Excerpt:
# # # #
University of Utah researchers have found that delayed-enhancement magnetic resonance imaging (DE-MRI) holds promise for predicting treatment outcomes and measuring disease progression for patients with atrial fibrillation (AF). Their latest study on a novel application of this technology for atrial fibrillation appears in the 7 April issue of the journal Circulation.
Although DE-MRI is an established method for visualising tissue damage in cardiac disease processes, the study assessed its use in a protocol developed to detect fibrosis in atrial fibrillation patients before they underwent radiofrequency ablation. This procedure involves the use of catheters that emit mild, painless radiofrequency energy to destroy carefully selected heart muscle cells to stop them from conducting extra electrical impulses.
In this study, the University of Utah colleagues developed a protocol using DE-CMRI to create 3D images of the left atrium before radiofrequency ablation, which were processed and analysed with custom software tools and computer algorithms to calculate the extent of left atrium wall injury. Patients were then assessed at least six months after the procedure, and the researchers found that only 14% classified as having minimal fibrosis had suffered atrial fibrillation recurrence compared to 75% recurrence for the group that had extensive scar tissue damage.
“Our results indicate that DE-MRI provides a noninvasive means of assessing left atrial myocardial tissue in patients suffering from atrial fibrillation, and that those who do have tissue damage may be at greater risk of suffering AF recurrence after treatment with radiofrequency ablation,” said lead author Dr Nassir F Marrouche, University of Utah School of Medicine and director of the Atrial Fibrillation Program. “Our findings also present a disease progression model that supports the importance of early intervention.”
# # # #
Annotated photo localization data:
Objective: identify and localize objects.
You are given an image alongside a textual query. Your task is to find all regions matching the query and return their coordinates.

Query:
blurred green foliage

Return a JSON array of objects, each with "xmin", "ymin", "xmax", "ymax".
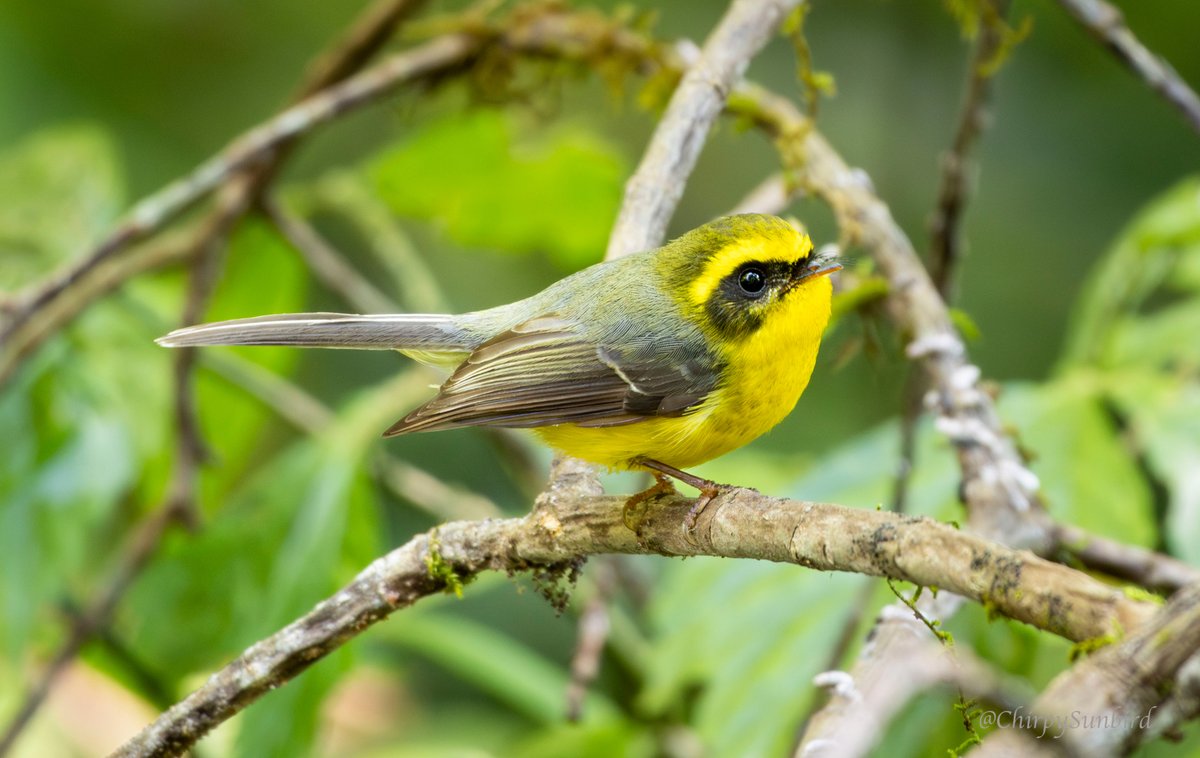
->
[{"xmin": 0, "ymin": 0, "xmax": 1200, "ymax": 757}]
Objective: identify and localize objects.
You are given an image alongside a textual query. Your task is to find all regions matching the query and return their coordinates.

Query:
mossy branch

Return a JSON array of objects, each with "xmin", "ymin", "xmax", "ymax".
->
[{"xmin": 115, "ymin": 461, "xmax": 1159, "ymax": 757}]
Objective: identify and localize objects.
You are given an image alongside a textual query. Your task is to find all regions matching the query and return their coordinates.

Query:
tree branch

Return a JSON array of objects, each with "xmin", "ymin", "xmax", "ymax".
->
[
  {"xmin": 0, "ymin": 28, "xmax": 468, "ymax": 380},
  {"xmin": 978, "ymin": 585, "xmax": 1200, "ymax": 756},
  {"xmin": 115, "ymin": 459, "xmax": 1157, "ymax": 756},
  {"xmin": 1058, "ymin": 0, "xmax": 1200, "ymax": 132},
  {"xmin": 0, "ymin": 0, "xmax": 434, "ymax": 756},
  {"xmin": 605, "ymin": 0, "xmax": 804, "ymax": 259}
]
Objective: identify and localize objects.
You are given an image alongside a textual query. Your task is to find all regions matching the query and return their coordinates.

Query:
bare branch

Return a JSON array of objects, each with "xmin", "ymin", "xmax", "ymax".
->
[
  {"xmin": 605, "ymin": 0, "xmax": 804, "ymax": 259},
  {"xmin": 979, "ymin": 585, "xmax": 1200, "ymax": 756},
  {"xmin": 263, "ymin": 198, "xmax": 400, "ymax": 313},
  {"xmin": 566, "ymin": 557, "xmax": 617, "ymax": 722},
  {"xmin": 1058, "ymin": 0, "xmax": 1200, "ymax": 132},
  {"xmin": 929, "ymin": 0, "xmax": 1009, "ymax": 302},
  {"xmin": 796, "ymin": 601, "xmax": 1030, "ymax": 758},
  {"xmin": 115, "ymin": 459, "xmax": 1157, "ymax": 756},
  {"xmin": 0, "ymin": 504, "xmax": 186, "ymax": 756},
  {"xmin": 0, "ymin": 0, "xmax": 424, "ymax": 756},
  {"xmin": 0, "ymin": 35, "xmax": 481, "ymax": 380},
  {"xmin": 1050, "ymin": 523, "xmax": 1200, "ymax": 592}
]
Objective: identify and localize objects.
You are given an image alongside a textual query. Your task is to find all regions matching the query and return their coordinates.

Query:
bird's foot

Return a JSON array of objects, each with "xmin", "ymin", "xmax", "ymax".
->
[
  {"xmin": 626, "ymin": 458, "xmax": 726, "ymax": 531},
  {"xmin": 620, "ymin": 473, "xmax": 676, "ymax": 534}
]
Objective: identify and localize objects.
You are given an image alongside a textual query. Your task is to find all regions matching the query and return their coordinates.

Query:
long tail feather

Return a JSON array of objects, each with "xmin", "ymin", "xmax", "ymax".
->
[{"xmin": 156, "ymin": 313, "xmax": 476, "ymax": 351}]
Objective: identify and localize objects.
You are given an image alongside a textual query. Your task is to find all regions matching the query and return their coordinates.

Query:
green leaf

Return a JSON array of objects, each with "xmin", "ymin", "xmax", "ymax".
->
[
  {"xmin": 1110, "ymin": 375, "xmax": 1200, "ymax": 564},
  {"xmin": 367, "ymin": 109, "xmax": 625, "ymax": 269},
  {"xmin": 189, "ymin": 215, "xmax": 307, "ymax": 506},
  {"xmin": 638, "ymin": 558, "xmax": 860, "ymax": 756},
  {"xmin": 1000, "ymin": 373, "xmax": 1157, "ymax": 546},
  {"xmin": 384, "ymin": 613, "xmax": 618, "ymax": 724},
  {"xmin": 1063, "ymin": 178, "xmax": 1200, "ymax": 368},
  {"xmin": 0, "ymin": 125, "xmax": 124, "ymax": 290}
]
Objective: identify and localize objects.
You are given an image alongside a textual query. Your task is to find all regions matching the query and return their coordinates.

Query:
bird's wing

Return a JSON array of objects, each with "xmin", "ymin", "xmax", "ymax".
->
[{"xmin": 385, "ymin": 315, "xmax": 718, "ymax": 437}]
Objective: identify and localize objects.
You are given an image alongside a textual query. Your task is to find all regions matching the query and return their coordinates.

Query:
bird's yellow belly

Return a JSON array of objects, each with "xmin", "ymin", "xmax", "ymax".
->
[{"xmin": 536, "ymin": 278, "xmax": 830, "ymax": 469}]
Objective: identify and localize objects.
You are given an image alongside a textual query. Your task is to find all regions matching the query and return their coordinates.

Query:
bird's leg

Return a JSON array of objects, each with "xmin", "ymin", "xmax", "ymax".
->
[
  {"xmin": 620, "ymin": 471, "xmax": 676, "ymax": 533},
  {"xmin": 637, "ymin": 458, "xmax": 721, "ymax": 531}
]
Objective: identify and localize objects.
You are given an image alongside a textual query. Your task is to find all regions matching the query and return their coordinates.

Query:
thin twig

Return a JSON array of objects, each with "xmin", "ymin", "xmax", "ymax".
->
[
  {"xmin": 0, "ymin": 503, "xmax": 176, "ymax": 756},
  {"xmin": 566, "ymin": 557, "xmax": 617, "ymax": 722},
  {"xmin": 892, "ymin": 0, "xmax": 1009, "ymax": 513},
  {"xmin": 1050, "ymin": 523, "xmax": 1200, "ymax": 592},
  {"xmin": 977, "ymin": 585, "xmax": 1200, "ymax": 757},
  {"xmin": 115, "ymin": 459, "xmax": 1157, "ymax": 756},
  {"xmin": 605, "ymin": 0, "xmax": 804, "ymax": 259},
  {"xmin": 0, "ymin": 0, "xmax": 424, "ymax": 756},
  {"xmin": 794, "ymin": 597, "xmax": 1030, "ymax": 758},
  {"xmin": 1058, "ymin": 0, "xmax": 1200, "ymax": 132},
  {"xmin": 0, "ymin": 35, "xmax": 480, "ymax": 380},
  {"xmin": 929, "ymin": 0, "xmax": 1009, "ymax": 296}
]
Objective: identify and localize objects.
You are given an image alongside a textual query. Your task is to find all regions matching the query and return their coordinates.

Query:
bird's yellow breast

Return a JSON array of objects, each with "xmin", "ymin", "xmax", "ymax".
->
[{"xmin": 536, "ymin": 277, "xmax": 833, "ymax": 469}]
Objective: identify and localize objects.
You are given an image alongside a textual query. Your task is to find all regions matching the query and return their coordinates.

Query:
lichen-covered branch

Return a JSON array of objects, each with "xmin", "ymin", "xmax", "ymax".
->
[
  {"xmin": 796, "ymin": 597, "xmax": 1021, "ymax": 758},
  {"xmin": 1058, "ymin": 0, "xmax": 1200, "ymax": 132},
  {"xmin": 978, "ymin": 585, "xmax": 1200, "ymax": 756},
  {"xmin": 116, "ymin": 461, "xmax": 1157, "ymax": 757},
  {"xmin": 606, "ymin": 0, "xmax": 803, "ymax": 259}
]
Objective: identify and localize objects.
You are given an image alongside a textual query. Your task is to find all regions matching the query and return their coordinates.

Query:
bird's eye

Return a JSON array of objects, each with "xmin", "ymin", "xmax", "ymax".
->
[{"xmin": 738, "ymin": 266, "xmax": 767, "ymax": 295}]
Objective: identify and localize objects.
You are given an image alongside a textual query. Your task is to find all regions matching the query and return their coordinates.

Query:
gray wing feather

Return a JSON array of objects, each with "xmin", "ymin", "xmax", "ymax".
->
[{"xmin": 385, "ymin": 315, "xmax": 719, "ymax": 435}]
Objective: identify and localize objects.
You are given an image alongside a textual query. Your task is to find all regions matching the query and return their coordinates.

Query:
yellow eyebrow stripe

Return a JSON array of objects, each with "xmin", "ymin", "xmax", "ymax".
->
[{"xmin": 690, "ymin": 231, "xmax": 812, "ymax": 305}]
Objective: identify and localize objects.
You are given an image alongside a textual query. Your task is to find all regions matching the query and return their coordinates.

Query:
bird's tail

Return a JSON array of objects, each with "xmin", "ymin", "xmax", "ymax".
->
[{"xmin": 156, "ymin": 313, "xmax": 478, "ymax": 353}]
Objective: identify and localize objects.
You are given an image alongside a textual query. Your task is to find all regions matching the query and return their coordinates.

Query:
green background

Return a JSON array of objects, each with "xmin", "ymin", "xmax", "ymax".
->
[{"xmin": 0, "ymin": 0, "xmax": 1200, "ymax": 756}]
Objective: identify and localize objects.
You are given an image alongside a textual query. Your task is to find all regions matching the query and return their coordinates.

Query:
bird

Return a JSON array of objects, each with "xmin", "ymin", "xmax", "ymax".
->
[{"xmin": 157, "ymin": 213, "xmax": 841, "ymax": 523}]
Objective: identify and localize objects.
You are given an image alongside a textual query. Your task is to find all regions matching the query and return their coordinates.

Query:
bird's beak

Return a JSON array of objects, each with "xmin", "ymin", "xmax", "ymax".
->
[{"xmin": 792, "ymin": 254, "xmax": 841, "ymax": 287}]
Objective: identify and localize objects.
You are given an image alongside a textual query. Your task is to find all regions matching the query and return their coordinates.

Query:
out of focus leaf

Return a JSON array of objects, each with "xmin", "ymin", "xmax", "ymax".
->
[
  {"xmin": 1110, "ymin": 375, "xmax": 1200, "ymax": 564},
  {"xmin": 1111, "ymin": 297, "xmax": 1200, "ymax": 372},
  {"xmin": 234, "ymin": 648, "xmax": 353, "ymax": 758},
  {"xmin": 1000, "ymin": 374, "xmax": 1157, "ymax": 546},
  {"xmin": 508, "ymin": 721, "xmax": 662, "ymax": 758},
  {"xmin": 368, "ymin": 109, "xmax": 625, "ymax": 269},
  {"xmin": 196, "ymin": 221, "xmax": 307, "ymax": 504},
  {"xmin": 0, "ymin": 125, "xmax": 124, "ymax": 290},
  {"xmin": 383, "ymin": 613, "xmax": 618, "ymax": 723},
  {"xmin": 1064, "ymin": 178, "xmax": 1200, "ymax": 365}
]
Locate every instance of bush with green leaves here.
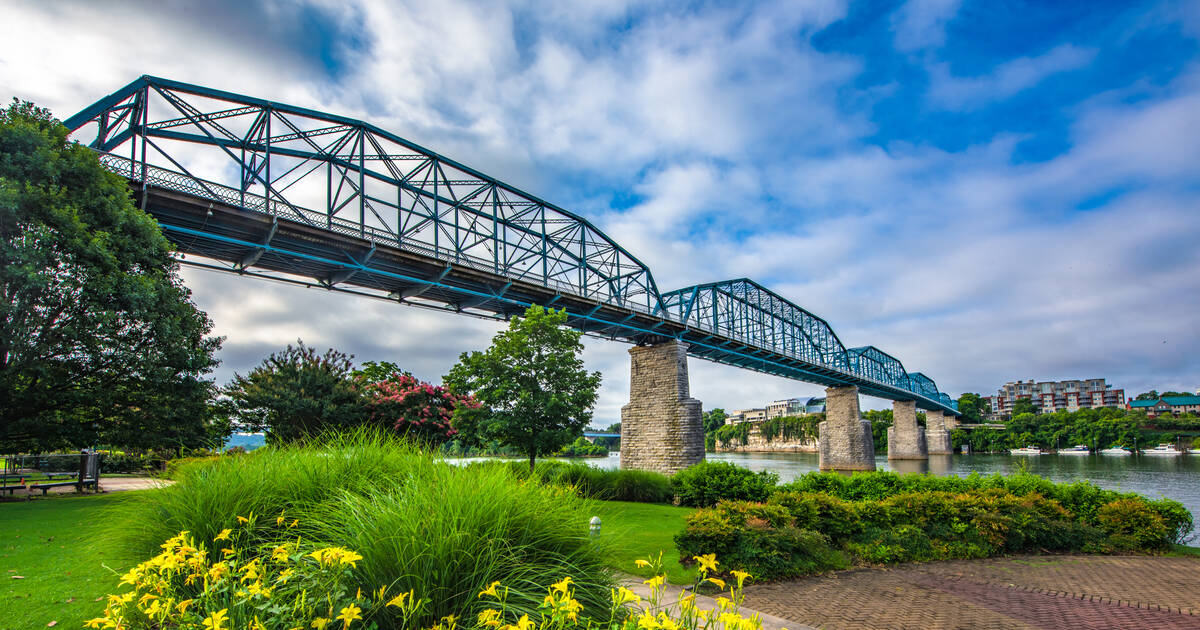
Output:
[676,475,1190,578]
[671,462,779,508]
[484,453,674,503]
[103,431,614,628]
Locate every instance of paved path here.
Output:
[746,556,1200,630]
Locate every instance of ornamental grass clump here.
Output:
[107,432,613,628]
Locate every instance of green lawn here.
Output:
[0,493,128,630]
[592,500,697,584]
[0,491,696,630]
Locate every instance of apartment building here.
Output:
[1126,391,1200,418]
[725,396,824,425]
[984,378,1126,420]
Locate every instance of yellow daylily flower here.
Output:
[691,553,720,574]
[337,604,362,628]
[478,608,500,628]
[479,582,500,599]
[200,608,229,630]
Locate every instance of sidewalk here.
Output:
[746,556,1200,630]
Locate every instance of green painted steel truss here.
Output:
[65,77,956,413]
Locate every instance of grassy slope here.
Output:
[0,491,696,630]
[593,500,696,584]
[0,493,132,630]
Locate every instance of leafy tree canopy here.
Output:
[959,391,989,424]
[445,305,600,468]
[0,100,221,450]
[226,341,370,444]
# # # #
Task objective: Set down the passage of the atrial fibrillation imaging article starting with "University of Utah researchers" and going on through "the journal Circulation.", copied word for word. The records are drawn from a separate source.

Response:
University of Utah researchers have found that delayed-enhancement magnetic resonance imaging (DE-MRI) holds promise for predicting treatment outcomes and measuring disease progression for patients with atrial fibrillation (AF). Their latest study on a novel application of this technology for atrial fibrillation appears in the 7 April issue of the journal Circulation.